▶ [WRITTEN PROBLEM]: Count the lines below that contain the string "sleeve", treating uppercase and lowercase as different, and reply with only the number.

+++ INPUT RECORDS

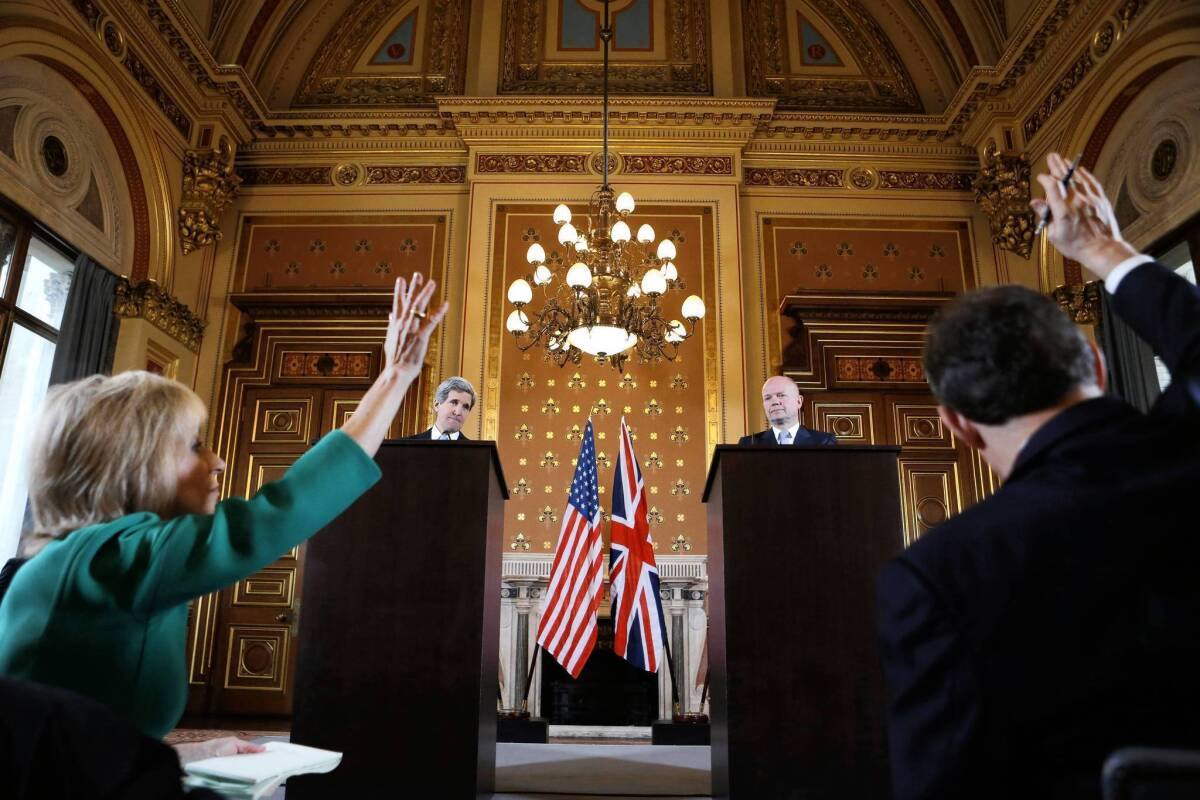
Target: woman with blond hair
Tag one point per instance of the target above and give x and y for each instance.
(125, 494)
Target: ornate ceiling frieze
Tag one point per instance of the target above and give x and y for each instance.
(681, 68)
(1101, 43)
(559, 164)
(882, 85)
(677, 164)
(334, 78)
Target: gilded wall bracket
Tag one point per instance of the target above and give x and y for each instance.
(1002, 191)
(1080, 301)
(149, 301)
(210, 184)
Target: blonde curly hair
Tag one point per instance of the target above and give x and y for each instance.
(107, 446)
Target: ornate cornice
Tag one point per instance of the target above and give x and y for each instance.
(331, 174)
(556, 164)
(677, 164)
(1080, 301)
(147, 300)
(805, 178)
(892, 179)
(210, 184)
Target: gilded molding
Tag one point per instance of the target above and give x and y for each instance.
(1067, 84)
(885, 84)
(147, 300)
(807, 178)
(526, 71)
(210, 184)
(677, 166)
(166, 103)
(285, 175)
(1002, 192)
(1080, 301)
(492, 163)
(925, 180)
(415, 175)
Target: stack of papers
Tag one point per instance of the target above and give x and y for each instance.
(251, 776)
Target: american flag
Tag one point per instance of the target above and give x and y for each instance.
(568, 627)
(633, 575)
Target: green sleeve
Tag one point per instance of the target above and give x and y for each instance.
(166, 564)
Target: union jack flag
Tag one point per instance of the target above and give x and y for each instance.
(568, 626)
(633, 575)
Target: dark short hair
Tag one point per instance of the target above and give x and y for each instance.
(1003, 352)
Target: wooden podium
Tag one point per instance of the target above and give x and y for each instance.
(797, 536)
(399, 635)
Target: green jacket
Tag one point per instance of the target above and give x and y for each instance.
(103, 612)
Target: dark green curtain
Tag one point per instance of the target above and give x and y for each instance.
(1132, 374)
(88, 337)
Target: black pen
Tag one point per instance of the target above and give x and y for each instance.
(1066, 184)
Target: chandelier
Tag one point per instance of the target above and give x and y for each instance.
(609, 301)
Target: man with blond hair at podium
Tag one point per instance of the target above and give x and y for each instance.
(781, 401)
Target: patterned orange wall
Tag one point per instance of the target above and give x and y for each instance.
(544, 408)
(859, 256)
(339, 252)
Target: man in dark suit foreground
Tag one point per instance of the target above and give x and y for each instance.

++++++
+++ INPUT RECORDS

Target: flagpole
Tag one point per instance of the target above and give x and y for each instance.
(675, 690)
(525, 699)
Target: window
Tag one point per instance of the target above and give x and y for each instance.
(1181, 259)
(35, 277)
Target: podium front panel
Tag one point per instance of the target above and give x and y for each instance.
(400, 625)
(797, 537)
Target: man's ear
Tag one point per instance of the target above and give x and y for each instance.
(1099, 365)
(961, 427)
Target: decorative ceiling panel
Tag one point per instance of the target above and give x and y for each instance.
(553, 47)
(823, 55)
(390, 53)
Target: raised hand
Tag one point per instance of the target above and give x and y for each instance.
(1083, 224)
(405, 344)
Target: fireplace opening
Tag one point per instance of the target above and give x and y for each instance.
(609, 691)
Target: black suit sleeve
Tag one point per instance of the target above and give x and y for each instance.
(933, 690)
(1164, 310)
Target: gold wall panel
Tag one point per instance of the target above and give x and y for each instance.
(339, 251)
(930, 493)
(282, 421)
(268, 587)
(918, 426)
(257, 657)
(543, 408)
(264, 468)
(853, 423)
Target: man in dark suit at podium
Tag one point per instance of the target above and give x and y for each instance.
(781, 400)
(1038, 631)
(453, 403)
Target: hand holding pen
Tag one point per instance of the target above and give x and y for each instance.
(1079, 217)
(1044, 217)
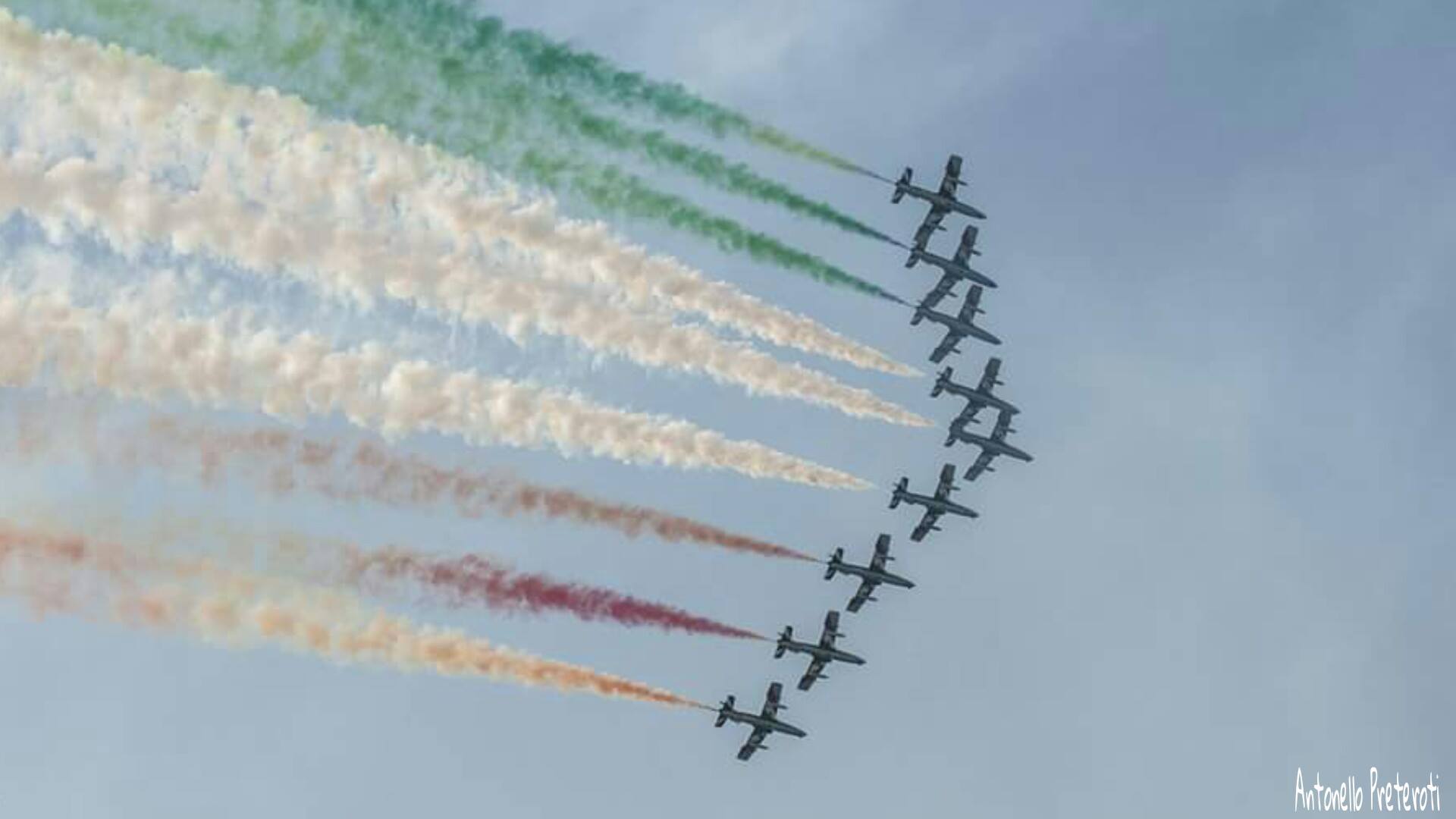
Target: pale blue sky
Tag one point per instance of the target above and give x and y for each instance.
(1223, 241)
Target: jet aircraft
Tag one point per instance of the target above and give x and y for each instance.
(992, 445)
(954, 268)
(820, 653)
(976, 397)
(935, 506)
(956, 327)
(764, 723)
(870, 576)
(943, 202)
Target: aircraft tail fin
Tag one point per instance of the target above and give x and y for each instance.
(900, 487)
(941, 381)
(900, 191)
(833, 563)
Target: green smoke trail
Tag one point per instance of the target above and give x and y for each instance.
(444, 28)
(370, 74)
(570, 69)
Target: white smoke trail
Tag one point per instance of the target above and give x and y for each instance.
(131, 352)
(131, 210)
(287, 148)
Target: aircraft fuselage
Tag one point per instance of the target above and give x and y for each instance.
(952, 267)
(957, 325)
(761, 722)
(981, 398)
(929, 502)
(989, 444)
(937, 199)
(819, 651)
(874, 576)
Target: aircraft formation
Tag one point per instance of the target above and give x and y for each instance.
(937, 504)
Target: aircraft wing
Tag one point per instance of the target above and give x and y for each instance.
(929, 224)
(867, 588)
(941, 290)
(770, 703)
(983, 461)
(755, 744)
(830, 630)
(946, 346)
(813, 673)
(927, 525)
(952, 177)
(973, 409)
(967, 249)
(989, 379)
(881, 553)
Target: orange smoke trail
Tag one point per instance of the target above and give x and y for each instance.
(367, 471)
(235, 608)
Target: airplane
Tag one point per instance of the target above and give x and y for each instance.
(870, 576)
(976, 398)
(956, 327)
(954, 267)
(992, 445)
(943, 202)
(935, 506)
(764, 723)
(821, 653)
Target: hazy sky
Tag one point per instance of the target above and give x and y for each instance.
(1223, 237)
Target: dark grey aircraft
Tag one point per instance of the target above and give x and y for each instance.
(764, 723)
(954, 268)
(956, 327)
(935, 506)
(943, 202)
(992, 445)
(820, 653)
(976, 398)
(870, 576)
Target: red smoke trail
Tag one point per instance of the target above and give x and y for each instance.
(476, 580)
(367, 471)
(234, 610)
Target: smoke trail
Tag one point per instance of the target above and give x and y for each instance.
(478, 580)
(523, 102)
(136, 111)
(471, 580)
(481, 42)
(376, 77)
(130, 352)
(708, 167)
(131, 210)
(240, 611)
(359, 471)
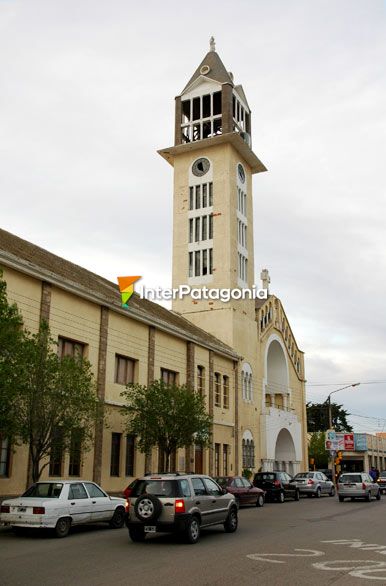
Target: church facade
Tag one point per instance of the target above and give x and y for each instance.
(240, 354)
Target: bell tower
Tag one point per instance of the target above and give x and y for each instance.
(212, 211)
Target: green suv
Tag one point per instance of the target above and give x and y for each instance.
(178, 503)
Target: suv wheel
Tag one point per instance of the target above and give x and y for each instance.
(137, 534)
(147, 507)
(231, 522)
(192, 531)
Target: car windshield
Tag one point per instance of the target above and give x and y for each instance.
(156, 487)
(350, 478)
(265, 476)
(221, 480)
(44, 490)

++++++

▶ [SOLUTION FOR THIS PROBLEM]: 2